→ **Aim**
Return every item below verbatim, leaving out the pictures.

### Material for this task ###

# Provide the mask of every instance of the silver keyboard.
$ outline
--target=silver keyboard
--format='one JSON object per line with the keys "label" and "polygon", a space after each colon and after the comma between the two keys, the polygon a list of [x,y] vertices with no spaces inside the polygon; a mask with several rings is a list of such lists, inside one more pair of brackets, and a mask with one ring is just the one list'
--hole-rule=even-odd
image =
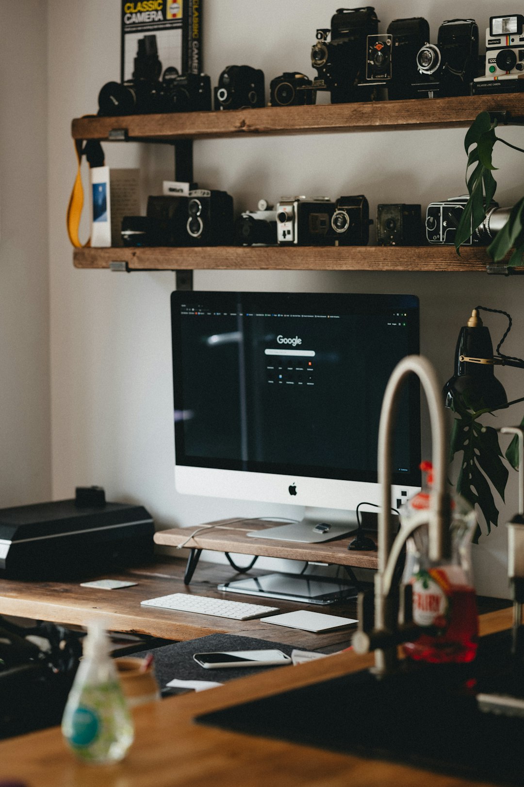
{"label": "silver keyboard", "polygon": [[159,596],[140,603],[142,607],[214,615],[217,618],[231,618],[233,620],[249,620],[250,618],[260,618],[262,615],[279,611],[278,607],[264,607],[260,604],[244,604],[244,601],[229,601],[223,598],[208,598],[207,596],[193,596],[185,593]]}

###

→ **The solution**
# Provide the mask of every instance of the silver keyboard.
$ outline
--target=silver keyboard
--format='one JSON object per line with the keys "label" and "polygon", a space after each colon and after the comma between the two keys, the polygon a list of [x,y] vertices with no spaces inside the polygon; a mask with several rings is a list of such lists, inside one more pair of brackets, and a mask with one ring is just the one list'
--hole-rule=even-odd
image =
{"label": "silver keyboard", "polygon": [[159,596],[140,603],[142,607],[214,615],[217,618],[231,618],[233,620],[249,620],[250,618],[260,618],[262,615],[279,611],[278,607],[264,607],[260,604],[244,604],[244,601],[229,601],[223,598],[208,598],[207,596],[193,596],[185,593]]}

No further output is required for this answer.